Work to complete: Give back every record below precisely as written.

Spatial localization data:
----------

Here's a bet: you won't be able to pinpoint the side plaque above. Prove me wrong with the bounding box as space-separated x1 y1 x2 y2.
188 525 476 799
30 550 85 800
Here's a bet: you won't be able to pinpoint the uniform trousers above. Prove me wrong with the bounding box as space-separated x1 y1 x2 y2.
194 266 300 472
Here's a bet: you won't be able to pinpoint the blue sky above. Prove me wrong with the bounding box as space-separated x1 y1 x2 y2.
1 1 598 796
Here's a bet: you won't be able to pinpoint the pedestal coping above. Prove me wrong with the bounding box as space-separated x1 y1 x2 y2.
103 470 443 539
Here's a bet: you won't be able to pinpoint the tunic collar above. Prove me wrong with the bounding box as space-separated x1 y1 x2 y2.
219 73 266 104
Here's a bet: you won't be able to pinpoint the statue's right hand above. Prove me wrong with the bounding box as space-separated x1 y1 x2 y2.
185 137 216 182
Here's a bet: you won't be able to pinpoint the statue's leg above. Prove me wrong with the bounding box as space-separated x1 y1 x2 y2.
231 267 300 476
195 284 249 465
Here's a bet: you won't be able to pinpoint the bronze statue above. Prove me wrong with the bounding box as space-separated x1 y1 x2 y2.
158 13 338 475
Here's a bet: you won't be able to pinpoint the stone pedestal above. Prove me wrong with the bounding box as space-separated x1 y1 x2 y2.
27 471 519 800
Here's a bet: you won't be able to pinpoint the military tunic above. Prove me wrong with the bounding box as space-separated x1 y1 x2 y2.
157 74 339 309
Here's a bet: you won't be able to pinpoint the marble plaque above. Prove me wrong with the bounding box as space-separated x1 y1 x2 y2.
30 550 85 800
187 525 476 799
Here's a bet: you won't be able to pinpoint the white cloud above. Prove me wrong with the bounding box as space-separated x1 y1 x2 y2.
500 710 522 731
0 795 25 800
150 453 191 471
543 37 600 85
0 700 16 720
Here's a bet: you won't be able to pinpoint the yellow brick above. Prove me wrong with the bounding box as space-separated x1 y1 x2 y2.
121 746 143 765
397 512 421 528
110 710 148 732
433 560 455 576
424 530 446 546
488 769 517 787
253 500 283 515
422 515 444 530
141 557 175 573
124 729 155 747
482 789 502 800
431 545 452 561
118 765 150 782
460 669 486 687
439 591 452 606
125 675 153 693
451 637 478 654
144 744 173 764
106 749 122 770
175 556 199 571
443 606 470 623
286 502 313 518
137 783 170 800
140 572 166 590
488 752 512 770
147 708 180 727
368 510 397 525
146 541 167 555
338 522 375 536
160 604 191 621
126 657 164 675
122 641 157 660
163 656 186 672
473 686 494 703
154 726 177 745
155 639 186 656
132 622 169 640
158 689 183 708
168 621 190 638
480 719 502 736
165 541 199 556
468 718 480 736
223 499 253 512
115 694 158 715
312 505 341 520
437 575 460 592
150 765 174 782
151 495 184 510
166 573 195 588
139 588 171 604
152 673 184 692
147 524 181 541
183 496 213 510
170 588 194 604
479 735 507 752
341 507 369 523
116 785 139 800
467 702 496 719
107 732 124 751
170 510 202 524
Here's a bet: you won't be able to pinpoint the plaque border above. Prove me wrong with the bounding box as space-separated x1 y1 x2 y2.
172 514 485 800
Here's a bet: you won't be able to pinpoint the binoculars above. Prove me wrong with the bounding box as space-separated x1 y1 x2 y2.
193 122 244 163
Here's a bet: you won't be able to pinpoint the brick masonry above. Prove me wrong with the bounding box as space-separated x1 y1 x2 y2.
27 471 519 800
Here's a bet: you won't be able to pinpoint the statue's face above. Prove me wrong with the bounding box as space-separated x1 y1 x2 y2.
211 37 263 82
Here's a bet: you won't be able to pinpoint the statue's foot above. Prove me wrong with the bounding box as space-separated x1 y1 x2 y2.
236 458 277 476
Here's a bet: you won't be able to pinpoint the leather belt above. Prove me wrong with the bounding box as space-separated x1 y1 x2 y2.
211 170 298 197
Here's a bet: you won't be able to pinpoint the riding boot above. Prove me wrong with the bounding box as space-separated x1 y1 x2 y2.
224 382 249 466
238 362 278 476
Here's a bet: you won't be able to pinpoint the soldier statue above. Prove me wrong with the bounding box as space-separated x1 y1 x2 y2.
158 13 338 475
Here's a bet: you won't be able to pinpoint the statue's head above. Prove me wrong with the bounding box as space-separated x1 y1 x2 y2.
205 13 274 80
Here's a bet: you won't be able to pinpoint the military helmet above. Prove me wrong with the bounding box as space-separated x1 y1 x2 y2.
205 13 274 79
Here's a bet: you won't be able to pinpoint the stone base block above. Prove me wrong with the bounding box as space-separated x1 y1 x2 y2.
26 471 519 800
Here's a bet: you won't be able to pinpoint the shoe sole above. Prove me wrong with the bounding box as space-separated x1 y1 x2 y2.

----------

Result below:
Here's a bet: you won't be able to pinpoint the side plaque above. Prove me wrong with the bounding box as space-separated x1 y1 x2 y2.
188 525 476 799
30 550 85 800
Here's a bet: you won't be able to pinpoint the uniform trousers above. Prove me wrong with the bounding box as space-separated x1 y1 x2 y2.
194 266 300 472
Here's a bet: you won't be able to pinpoint the blue sky above. Prove me wrong with the bounding box as space-separated x1 y1 x2 y2.
1 1 598 796
Here's a bet: you won't be able to pinpoint the pedestal coping above. Prove me wrong with the bounding box as space-separated x1 y1 x2 y2.
103 470 443 539
Here's a bet: you won't be able to pinpoint the tunic collar above. Prove me wrong with the bounding box as space-separated x1 y1 x2 y2.
219 73 266 104
Here's a bet: you won't be able to pinpoint the statue's right hand above. Prove me wrong with the bounding box as space-separated x1 y1 x2 y2.
185 137 216 182
Here's a bet: you won't be able to pinpoint the statue's leg above. Prove me wrong with the bounding box as space-separated x1 y1 x2 y2.
231 267 300 476
195 284 249 465
Here's a bet: you won't be able to pinpoint the bronze statue above. Prove me wrong with the bounding box as space-separated x1 y1 x2 y2.
158 13 338 475
Here's a bet: you won't be able to pinpoint the stone pedestal above. Prove me wrong with the bounding box as space-separated x1 y1 x2 y2.
27 471 519 800
Here's a bet: you won't be able to pinpoint the military tunic above. Prove me wrong with the bounding box as space-separated x1 y1 x2 y2.
157 74 339 309
Here's a bet: you won't be able to pinpoint the marble plaque above. Prove me wrong with the bounding box as space-separated x1 y1 x2 y2.
30 550 85 800
187 525 476 799
Here's a bet: you won't be able to pinpoint the white cloud above. Prove me wrong with the bounding box as space-separated x1 y1 x2 y2.
500 710 522 731
0 795 25 800
150 453 191 471
543 37 600 85
0 700 16 720
Here's a bet: you won't be able to pinpoint the yellow brick above. Prove me wrong with the bounding box as space-separated x1 y1 x2 y2.
121 746 143 765
397 512 421 528
110 710 148 732
433 560 455 576
424 530 446 546
488 769 517 787
253 500 283 515
422 515 444 530
141 557 175 573
124 729 155 747
482 789 502 800
431 545 452 561
118 765 150 782
460 669 486 687
439 591 452 606
125 675 153 693
451 637 478 654
144 744 173 764
106 749 122 770
175 556 199 571
443 606 470 623
286 502 313 518
137 783 170 800
140 572 166 590
488 752 512 770
147 708 180 727
368 510 397 525
146 541 167 555
338 522 375 536
160 604 191 621
126 657 164 675
122 641 157 660
163 656 186 672
473 686 494 703
154 726 177 745
155 639 186 656
132 622 169 640
158 689 183 708
168 621 190 638
480 719 502 736
165 541 199 556
468 718 480 736
223 499 253 512
115 694 158 715
312 505 341 520
437 575 460 592
150 765 174 782
151 495 184 510
166 573 195 588
139 588 171 604
152 673 184 692
147 524 181 541
183 496 213 510
170 588 194 604
479 735 507 752
341 507 369 523
116 785 139 800
467 702 496 719
107 732 124 751
170 510 202 524
Here's a bet: you won't be able to pinpoint the plaque border above. Prove me wrong with the bounding box as space-separated x1 y1 x2 y2.
172 514 485 800
Here's a bet: you won't be able to pinpoint the binoculars above. Prove me wrong with the bounding box as space-separated x1 y1 x2 y2.
193 122 244 163
Here's a bet: you won't be able to pinpoint the brick masonry above. Prove me wrong with the bounding box as space-separated x1 y1 x2 y2.
27 471 519 800
Here's a bet: you won't be able to pinpoint the statue's face above. Prove me wrong with the bounding box as space-separated x1 y1 x2 y2.
211 37 263 82
Here's a bet: you won't be able to pinpoint the statue's foot above. Prove me wrong with the bounding box as space-separated x1 y1 x2 y2.
236 458 277 476
Here's a bet: you won't be able to pinpoint the leather belt above. Prove me wrong with the bounding box as space-separated x1 y1 x2 y2.
211 170 298 197
Here's a bet: you won't be able to pinpoint the riding boot above. Prove me wrong with the bounding box as space-separated x1 y1 x2 y2.
224 382 249 466
238 362 278 476
Here's a bet: you won't be able to pinpoint the soldier statue above. Prove me wrong with the bounding box as space-separated x1 y1 x2 y2.
158 13 338 475
Here's a bet: you won't be able to pinpoint the statue's head above. Prove me wrong with the bounding box as space-separated x1 y1 x2 y2.
205 13 274 80
Here's a bet: you won't be able to pinpoint the military helmet above. Prove me wrong with the bounding box as space-separated x1 y1 x2 y2.
205 13 274 79
Here's a bet: you won't be able to pinpoint the stone base block above. Prove me wrong with the bounding box as space-separated x1 y1 x2 y2.
26 471 519 800
Here's a bet: you won't be able to pinpoint the shoe sole above. Prove me wrong with the bounding box as space-separated x1 y1 x2 y2.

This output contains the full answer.